### DIRECTIVE 1
Answer these questions using the essay on constitutional governance and the common good:
(a) What does the essay say is happening to the birth rate?
(b) What kind of word does the essay call "jog"?
(c) Who is described as the great master of rhetoric among the ancients?
### DIRECTIVE 2
Extract the passage of the essay on constitutional governance and the common good between "In my attempt" and "of my suggestions.", inclusive.

### PAGE EXTRACT
----------
CONSTITUTIONAL GOVERNANCE AND THE COMMON GOOD

As a specialist in civil and commerical law, I am glad to have the opportunity to contribute to the restoration to political thinking in Hungary, after several years of conspicuous absence, of the notion of service of the common good as a legitimate aim and obligation of the state.

It is particularly important to address questions concerning the service of the common good now, at a time when it has become abundantly clear that over the past several years Hungary has found itself in the grip of an increasingly dire economic, social, and moral crisis. Corruption has caused the social fabric to fray at an ever more rapid pace. We face a demographic crisis as well. The birth rate continues to drop, leaving the country with a shrinking workforce that will hardly be able to sustain the systems providing financial support and health services for the elderly. Finally, institutions of higher education, charged with the tasks of passing on knowledge to the next generation and fostering critical, analytical thinking skills, find themselves in an ever more desperate situation compared with similar institutions in the rest of Europe.

In my attempt to suggest a perspective from which to consider these issues, I begin by offering a few words on the notion of the common good in general.

I then address the significance of the common good in the course of good governance and the presence of this notion in the draft principles of the new Hungarian constitution. I examine the question of the balance between individual rights and the common good and conclude with a discussion of the means through which to serve the common good on the one hand and the obstacles and risks that must be taken into account on the other. Given the complexity of the issue at stake, my various observations must be understood as part of a larger coherent approach. Any individual remark taken in isolation will invariably distort the cogency of my suggestions.

In Hungarian, the terms “jó” (“good”) and “jog” (“right,” “justice,” and “law”) are etymologically related. “Jog” is an ancient Finno-Ugric word, and a variant of “jó.” The word was reintroduced into common usage in the early 19th century by the so-called language reformers, a generation of linguists and writers who sought to make Hungarian an effective language of state by coining new terms or reviving old ones. Thus “jog” became the Hungarian term for jus. The word is related to “jó” in much the same way that the words “right” in English and “Recht” in German mean “correct,” “proper,” or simply good. It is therefore perhaps not uninteresting to consider the relationship between the common good and rights, justice, and the law.

This relationship has been a prominent topic in the history of ideas for over two-thousand years. In Plato’s Republic the power of the state is based on moral principles, the recognition and selfless service of justice and the common good. According to Quintillian, the great master of rhetoric among the ancients, the most fundamental question will always remain whether a given law is morally right and useful. Saint Augustine also approaches the law from this perspective by formulating law as a matter of natural morality, which according to his faith was rooted in divine law. Saint Thomas Aquinas developed the notions of Plato and Augustine further, emphasizing unambiguously that only laws that serve the common good can be considered just. For a law, he wrote, “is an ordinance of reason for the common good, made by him who has care of the community.”
----------
[Entries for bounding-box labeling]
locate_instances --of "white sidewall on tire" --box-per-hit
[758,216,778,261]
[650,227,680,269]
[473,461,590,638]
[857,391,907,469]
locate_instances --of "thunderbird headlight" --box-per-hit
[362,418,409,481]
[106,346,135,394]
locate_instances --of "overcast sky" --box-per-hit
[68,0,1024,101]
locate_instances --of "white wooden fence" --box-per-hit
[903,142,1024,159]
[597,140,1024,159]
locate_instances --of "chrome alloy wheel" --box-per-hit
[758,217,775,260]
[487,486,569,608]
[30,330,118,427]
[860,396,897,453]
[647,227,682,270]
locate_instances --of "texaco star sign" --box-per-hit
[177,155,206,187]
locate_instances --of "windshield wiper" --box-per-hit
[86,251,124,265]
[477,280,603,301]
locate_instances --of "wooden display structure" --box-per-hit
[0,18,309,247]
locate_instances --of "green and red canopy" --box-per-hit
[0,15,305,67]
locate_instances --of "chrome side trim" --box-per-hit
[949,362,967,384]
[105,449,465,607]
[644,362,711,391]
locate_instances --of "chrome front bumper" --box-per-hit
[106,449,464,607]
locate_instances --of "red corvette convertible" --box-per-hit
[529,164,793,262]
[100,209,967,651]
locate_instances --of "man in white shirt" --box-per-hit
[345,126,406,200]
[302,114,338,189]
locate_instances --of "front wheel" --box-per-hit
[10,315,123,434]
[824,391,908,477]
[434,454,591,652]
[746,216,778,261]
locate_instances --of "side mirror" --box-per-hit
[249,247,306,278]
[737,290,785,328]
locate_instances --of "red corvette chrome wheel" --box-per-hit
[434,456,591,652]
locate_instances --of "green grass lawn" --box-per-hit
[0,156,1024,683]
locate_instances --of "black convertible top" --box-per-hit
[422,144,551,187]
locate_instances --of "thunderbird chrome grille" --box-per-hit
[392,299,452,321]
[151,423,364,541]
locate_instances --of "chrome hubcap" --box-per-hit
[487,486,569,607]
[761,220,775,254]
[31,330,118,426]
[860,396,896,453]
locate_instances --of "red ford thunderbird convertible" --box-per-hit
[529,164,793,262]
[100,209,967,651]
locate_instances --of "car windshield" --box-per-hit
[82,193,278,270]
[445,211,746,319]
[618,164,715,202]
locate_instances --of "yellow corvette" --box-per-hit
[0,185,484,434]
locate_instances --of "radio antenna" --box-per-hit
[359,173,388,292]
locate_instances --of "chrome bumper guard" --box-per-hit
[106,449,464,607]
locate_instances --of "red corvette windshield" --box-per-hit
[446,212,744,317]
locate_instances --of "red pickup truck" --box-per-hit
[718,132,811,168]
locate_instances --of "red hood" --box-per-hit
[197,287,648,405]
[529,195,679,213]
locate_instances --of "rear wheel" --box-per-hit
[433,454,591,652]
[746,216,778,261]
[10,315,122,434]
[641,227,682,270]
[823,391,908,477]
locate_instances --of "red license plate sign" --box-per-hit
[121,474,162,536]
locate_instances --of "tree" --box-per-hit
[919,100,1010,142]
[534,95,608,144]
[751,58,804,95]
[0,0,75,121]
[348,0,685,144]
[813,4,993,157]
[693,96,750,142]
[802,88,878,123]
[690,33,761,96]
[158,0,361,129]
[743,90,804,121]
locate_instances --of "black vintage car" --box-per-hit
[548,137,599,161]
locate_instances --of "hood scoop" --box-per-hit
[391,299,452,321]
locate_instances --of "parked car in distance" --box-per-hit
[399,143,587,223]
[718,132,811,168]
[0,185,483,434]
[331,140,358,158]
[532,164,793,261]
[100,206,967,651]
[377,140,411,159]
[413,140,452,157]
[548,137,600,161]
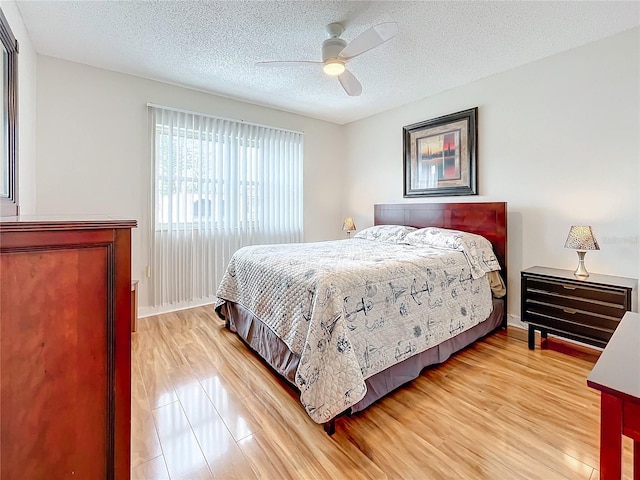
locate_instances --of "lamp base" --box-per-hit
[573,250,589,278]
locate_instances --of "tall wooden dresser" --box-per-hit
[0,217,136,480]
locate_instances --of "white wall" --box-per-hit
[346,28,640,315]
[0,0,36,215]
[36,55,344,307]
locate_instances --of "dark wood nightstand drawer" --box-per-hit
[526,299,624,332]
[528,312,619,342]
[520,267,638,349]
[527,278,627,308]
[527,289,627,320]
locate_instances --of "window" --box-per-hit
[150,106,303,306]
[0,10,18,216]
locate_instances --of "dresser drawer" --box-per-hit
[527,311,615,342]
[527,278,628,308]
[525,297,624,332]
[520,267,638,349]
[526,288,627,319]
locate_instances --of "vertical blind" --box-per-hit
[149,106,303,306]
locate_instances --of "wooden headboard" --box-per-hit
[373,202,508,320]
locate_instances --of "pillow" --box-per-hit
[404,227,500,278]
[353,225,417,243]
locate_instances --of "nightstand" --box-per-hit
[520,267,638,350]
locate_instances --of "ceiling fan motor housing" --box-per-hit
[322,37,347,62]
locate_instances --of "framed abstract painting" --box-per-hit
[402,107,478,198]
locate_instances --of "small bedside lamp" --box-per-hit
[564,225,600,278]
[342,217,356,238]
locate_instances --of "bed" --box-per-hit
[215,202,507,434]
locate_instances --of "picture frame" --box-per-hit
[402,107,478,198]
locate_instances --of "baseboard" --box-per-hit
[138,297,216,318]
[507,313,529,330]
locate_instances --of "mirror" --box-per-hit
[0,9,18,216]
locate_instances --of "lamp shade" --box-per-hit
[564,225,600,250]
[342,217,356,232]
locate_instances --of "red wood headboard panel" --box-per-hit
[373,202,507,302]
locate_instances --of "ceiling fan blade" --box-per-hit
[256,60,322,67]
[339,22,398,60]
[338,70,362,97]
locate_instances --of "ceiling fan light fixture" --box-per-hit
[322,60,344,76]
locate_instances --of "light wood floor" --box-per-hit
[131,307,632,480]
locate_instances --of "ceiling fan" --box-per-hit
[258,22,398,97]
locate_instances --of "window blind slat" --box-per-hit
[149,106,303,306]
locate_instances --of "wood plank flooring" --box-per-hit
[131,306,632,480]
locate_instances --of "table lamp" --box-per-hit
[564,225,600,278]
[342,217,356,238]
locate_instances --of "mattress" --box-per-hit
[216,231,499,423]
[220,298,504,413]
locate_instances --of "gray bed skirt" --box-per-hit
[216,298,504,413]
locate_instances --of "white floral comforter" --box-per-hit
[216,238,499,423]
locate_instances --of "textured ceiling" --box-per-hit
[16,1,640,124]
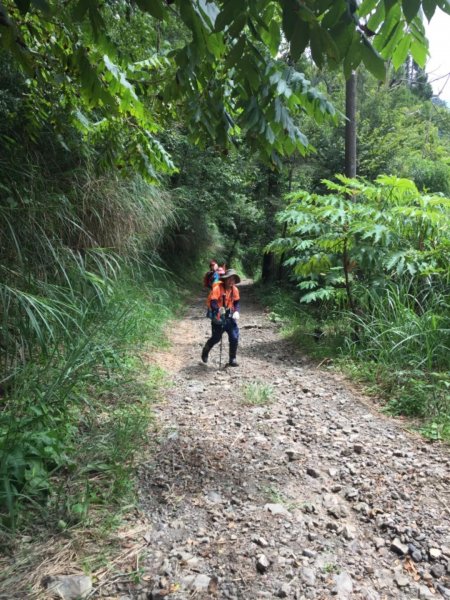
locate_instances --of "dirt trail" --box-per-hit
[106,284,450,600]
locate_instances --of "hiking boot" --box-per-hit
[202,344,211,364]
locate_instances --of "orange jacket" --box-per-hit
[208,281,240,310]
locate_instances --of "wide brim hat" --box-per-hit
[220,269,241,283]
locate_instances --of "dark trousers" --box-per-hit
[206,319,239,360]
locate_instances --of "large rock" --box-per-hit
[333,571,353,600]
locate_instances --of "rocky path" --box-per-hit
[110,285,450,600]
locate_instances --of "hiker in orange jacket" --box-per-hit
[202,269,241,367]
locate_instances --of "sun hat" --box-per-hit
[220,269,241,283]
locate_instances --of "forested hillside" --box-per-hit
[0,0,450,576]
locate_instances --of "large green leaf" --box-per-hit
[402,0,421,23]
[290,16,309,60]
[410,40,428,67]
[392,35,411,69]
[361,40,386,81]
[136,0,165,21]
[422,0,436,21]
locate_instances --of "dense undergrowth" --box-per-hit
[263,285,450,441]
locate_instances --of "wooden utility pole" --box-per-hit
[345,71,356,177]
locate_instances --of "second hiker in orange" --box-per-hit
[202,269,241,367]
----------
### SOLUTION 1
(a) It continues to drop.
(b) An ancient Finno-Ugric word.
(c) Quintillian.

### SOLUTION 2
In my attempt to suggest a perspective from which to consider these issues, I begin by offering a few words on the notion of the common good in general.

I then address the significance of the common good in the course of good governance and the presence of this notion in the draft principles of the new Hungarian constitution. I examine the question of the balance between individual rights and the common good and conclude with a discussion of the means through which to serve the common good on the one hand and the obstacles and risks that must be taken into account on the other. Given the complexity of the issue at stake, my various observations must be understood as part of a larger coherent approach. Any individual remark taken in isolation will invariably distort the cogency of my suggestions.